-- Begin Rows --

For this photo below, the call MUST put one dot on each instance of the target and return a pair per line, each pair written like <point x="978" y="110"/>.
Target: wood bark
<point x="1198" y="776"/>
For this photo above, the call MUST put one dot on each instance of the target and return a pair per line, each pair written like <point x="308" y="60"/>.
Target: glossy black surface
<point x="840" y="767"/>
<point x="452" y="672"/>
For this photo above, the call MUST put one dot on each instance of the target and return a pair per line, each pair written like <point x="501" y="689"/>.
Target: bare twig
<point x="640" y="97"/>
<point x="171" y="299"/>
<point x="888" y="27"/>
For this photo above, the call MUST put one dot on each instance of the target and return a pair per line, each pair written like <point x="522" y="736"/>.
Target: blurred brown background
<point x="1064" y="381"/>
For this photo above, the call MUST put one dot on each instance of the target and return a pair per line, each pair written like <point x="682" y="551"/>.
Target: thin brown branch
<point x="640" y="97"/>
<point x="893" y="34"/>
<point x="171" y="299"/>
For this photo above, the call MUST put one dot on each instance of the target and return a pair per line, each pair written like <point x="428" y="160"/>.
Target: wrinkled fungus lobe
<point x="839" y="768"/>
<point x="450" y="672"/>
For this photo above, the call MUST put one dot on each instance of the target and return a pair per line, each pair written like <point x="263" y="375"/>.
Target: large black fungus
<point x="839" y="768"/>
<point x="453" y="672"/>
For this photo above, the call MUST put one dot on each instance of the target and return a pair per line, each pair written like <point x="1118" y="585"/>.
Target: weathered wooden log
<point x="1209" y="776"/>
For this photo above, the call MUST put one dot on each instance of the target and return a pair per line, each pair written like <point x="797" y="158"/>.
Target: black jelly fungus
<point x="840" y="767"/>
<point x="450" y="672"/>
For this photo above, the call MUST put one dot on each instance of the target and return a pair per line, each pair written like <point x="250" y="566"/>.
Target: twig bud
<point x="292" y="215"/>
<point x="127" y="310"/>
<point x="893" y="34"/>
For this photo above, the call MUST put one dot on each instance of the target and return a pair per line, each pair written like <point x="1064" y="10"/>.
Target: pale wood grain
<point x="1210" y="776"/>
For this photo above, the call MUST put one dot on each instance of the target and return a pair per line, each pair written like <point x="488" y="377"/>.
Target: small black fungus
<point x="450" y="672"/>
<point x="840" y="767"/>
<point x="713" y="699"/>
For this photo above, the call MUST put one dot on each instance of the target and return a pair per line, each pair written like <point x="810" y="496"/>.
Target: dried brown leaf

-- End Rows --

* [Brief]: How many lines of the material above contain the word "black"? Reply with the number alone.

* [Task answer]: 4